- Extract:
[start]

Table 1 River velocities measured with ADCP.

The spatial variation of flow velocities is larger at the Freiberger Mulde, where measurements were performed in a natural river reach, which is in contrast to the flow velocity range at the Wesenitz, where data were captured at a standardised gauge station. Thus, only one profile was measured at the Wesenitz. The discharge at the Freiberger Mulde is 5.88 m³ s⁻¹ on average but reveals a standard deviation of 0.25 m³ s⁻¹. The estimated discharge of the river reach therefore reveals a variation of about 4 %, which can be attributed to inconsistencies during data acquisition. A decrease of the velocity coefficient, which has been derived from the ADCP measurements, with decreasing water depth is observed. At the Freiberger Mulde, cross sections 1 and 3 (Table 1) have lower water depth compared to profile 2. Thus, the velocity coefficients are lower.

2.2.2 Image-based data

At both river reaches video sequences were acquired with terrestrial cameras and with a camera installed on the UAV AscTec Falcon 8. The airborne image data were captured at flying heights of about 20 and 30 m at the Wesenitz and Freiberger Mulde, respectively. Videos were captured with a frame rate of 25 frames per second (fps) and with a resolution of 1920×1080 pixels using the Sony NEX-5N camera with a fixed lens with a focal length of 16 mm. The ground sampling distance (GSD) is about 7 mm at the Wesenitz and about 9 mm at the Freiberger Mulde.

The terrestrial cameras were installed at bridges across the river (Fig. 1). At the Wesenitz three cameras were installed to evaluate the performance of different cameras (Fig. 1a). Two Canon EOS 1200D cameras and one Canon EOS 500D camera were set up. The 1200D cameras captured video sequences at 25 fps and with a resolution of 1920×1080 pixels. The 500D captured frames with a higher rate (30 fps) and smaller image resolution (1280×720 pixels). All three cameras were facing downstream. At the Freiberger Mulde the Casio EX-F1 camera, equipped with a zoom lens fixed to 7.5 mm, was used. Videos were captured at 30 fps and a resolution of 640×480 pixels. The camera was facing upstream.

The terrestrial cameras were calibrated for both rivers to allow for the correction of image distortion impacts. To estimate the interior geometry of the cameras, images of an in-house calibration field have been captured in a specific calibration pattern (Luhmann et al., 2014). These images, together with approximate coordinates of the calibration field and approximations of the interior camera orientations were used in a free-network bundle adjustment within AICON 3D Studio to calibrate each camera. More details regarding the workflow are given in Eltner and Schneider (2015).

[end]

- Tasks to complete:
1 – Repeat word for word the part of the river measurement text from "At both river" up to and including "the Freiberger Mulde.".
2 – In the river measurement text, turn the paragraph starting "The terrestrial cameras were installed at bridges" into a short bulleted list that keeps its main facts.
3 – Pick up the river measurement text after its final sentence and keep writing.
The records have nothing to do with what you're asked here.

- Information provided:

[start]

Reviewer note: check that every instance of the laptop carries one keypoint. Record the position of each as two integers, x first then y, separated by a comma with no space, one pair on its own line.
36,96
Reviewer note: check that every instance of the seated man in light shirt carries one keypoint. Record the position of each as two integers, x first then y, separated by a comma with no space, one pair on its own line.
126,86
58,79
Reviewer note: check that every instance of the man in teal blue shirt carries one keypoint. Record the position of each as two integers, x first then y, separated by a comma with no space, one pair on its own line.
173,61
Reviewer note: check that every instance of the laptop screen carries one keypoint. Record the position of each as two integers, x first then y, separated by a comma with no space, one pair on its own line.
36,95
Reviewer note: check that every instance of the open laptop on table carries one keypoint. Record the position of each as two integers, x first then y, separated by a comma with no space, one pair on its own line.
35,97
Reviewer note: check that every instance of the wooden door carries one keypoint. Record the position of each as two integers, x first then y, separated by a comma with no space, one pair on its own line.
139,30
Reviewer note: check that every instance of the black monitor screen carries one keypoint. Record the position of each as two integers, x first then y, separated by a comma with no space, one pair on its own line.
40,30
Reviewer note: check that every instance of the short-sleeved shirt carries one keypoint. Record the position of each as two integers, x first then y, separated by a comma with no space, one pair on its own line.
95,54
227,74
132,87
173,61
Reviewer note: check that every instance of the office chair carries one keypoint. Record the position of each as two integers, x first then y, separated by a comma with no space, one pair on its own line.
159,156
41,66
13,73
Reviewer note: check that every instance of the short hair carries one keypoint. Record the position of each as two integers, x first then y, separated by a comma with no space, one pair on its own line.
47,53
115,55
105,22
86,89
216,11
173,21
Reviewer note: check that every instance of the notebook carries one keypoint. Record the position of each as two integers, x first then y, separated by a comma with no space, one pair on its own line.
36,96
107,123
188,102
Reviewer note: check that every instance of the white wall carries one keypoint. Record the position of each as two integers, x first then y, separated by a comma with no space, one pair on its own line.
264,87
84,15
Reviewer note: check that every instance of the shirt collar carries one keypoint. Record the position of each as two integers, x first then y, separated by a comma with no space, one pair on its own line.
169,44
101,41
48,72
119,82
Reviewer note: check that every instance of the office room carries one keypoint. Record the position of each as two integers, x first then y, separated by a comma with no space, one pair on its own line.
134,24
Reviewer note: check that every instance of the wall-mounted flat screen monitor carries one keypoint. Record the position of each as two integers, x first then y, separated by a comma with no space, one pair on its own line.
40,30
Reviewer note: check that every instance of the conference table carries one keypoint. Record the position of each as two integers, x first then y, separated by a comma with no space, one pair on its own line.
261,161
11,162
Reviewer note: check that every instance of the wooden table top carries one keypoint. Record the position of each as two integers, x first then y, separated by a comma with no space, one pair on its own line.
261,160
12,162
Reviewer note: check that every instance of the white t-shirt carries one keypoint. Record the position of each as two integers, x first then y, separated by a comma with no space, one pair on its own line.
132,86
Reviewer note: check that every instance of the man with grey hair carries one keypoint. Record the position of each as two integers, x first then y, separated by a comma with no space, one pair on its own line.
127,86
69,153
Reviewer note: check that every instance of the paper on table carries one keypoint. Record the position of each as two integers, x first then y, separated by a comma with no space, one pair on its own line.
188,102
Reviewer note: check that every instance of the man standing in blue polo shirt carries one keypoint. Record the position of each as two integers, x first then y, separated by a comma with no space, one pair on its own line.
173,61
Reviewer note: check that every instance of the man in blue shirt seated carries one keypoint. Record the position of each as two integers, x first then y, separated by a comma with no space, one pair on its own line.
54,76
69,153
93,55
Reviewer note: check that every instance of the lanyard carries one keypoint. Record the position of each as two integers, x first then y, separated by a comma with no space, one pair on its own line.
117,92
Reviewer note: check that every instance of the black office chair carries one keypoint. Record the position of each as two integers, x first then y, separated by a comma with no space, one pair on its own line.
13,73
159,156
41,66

[end]

- Task answers:
1 –
At both river reaches video sequences were acquired with terrestrial cameras and with a camera installed on the UAV AscTec Falcon 8. The airborne image data were captured at flying heights of about 20 and 30 m at the Wesenitz and Freiberger Mulde, respectively. Videos were captured with a frame rate of 25 frames per second (fps) and with a resolution of 1920×1080 pixels using the Sony NEX-5N camera with a fixed lens with a focal length of 16 mm. The ground sampling distance (GSD) is about 7 mm at the Wesenitz and about 9 mm at the Freiberger Mulde.

2 –
- The terrestrial cameras were mounted on bridges across the river.
- Wesenitz: three cameras, two Canon EOS 1200D and one Canon EOS 500D, were set up to compare camera performance.
- The 1200D cameras recorded at 25 fps and 1920×1080 pixels.
- The 500D recorded at 30 fps and 1280×720 pixels.
- All three Wesenitz cameras faced downstream.
- Freiberger Mulde: one Casio EX-F1 with a zoom lens fixed at 7.5 mm recorded at 30 fps and 640×480 pixels, facing upstream.

3 –
2.3 High-resolution topography of the river reaches

Local 3D surface models describing the topography of the river reaches are necessary to scale the image measurements. Therefore, high-resolution topography data were acquired at both rivers using SfM photogrammetry (Eltner et al., 2016; James et al., 2019). SfM in combination with multi-view stereo (MVS) matching allows for the digital reconstruction of the topography from overlapping images and some GCPs. Thereby, homologous image points in overlapping images are detected and matched automatically. From these homologous points and some assumptions about the interior camera model, the position and orientation of each captured image (i.e. camera pose) can be calculated. With known network geometry, a dense point cloud can be computed, reconstructing the 3D information for almost each image pixel. The resulting 3D surface models are geo-referenced during the reconstruction or afterwards via GCPs.

At the Wesenitz the 3D surface model of the river reach was calculated from 85 terrestrially captured images with a Canon EOS 600D (20 mm fixe lens) and from 20 UAV images (Eltner et al., 2018). The SfM calculations were performed in Agisoft Metashape. At the Freiberger Mulde seven frames of the video sequence, which is also used for later PTV processing, were utilised to perform SfM photogrammetry to retrieve the corresponding 3D model of the river reach.

GCPs made of white circles on a black background were installed in order to reference the 3D data as well as the image-based velocity measurements. They were measured with a total station at the Freiberger Mulde and during the first campaign at the Wesenitz. During the second campaign at the Wesenitz GCPs were extracted from cobblestone corners (with sufficient contrast) at the gauge, which are visible in the terrestrial images used for the 3D model reconstruction. GCPs were measured in at least five images for sufficient redundancy and thus more reliable coordinate calculation.

The bathymetric information of the river reaches was retrieved using the same UAV data as for the topographic information above the water level. Refraction impacts are accounted for using by the tool provided by Dietrich (2017). Underwater points, camera poses and interior camera parameters as well as the water level need to be provided. The corrected point clouds can be noisy and were therefore filtered and smoothed in CloudCompare using a statistical outlier filter to detect isolated points and using a moving least-square filter. Eltner et al. (2018) revealed that accuracies at the centimetre scale can be reached using multi-media SfM at the Wesenitz river reach. Due to opaque water conditions at the Freiberger Mulde, imagery of a previous UAV flight (6 weeks earlier and with no flood events happening during that period) had to be used to reconstruct the underwater area.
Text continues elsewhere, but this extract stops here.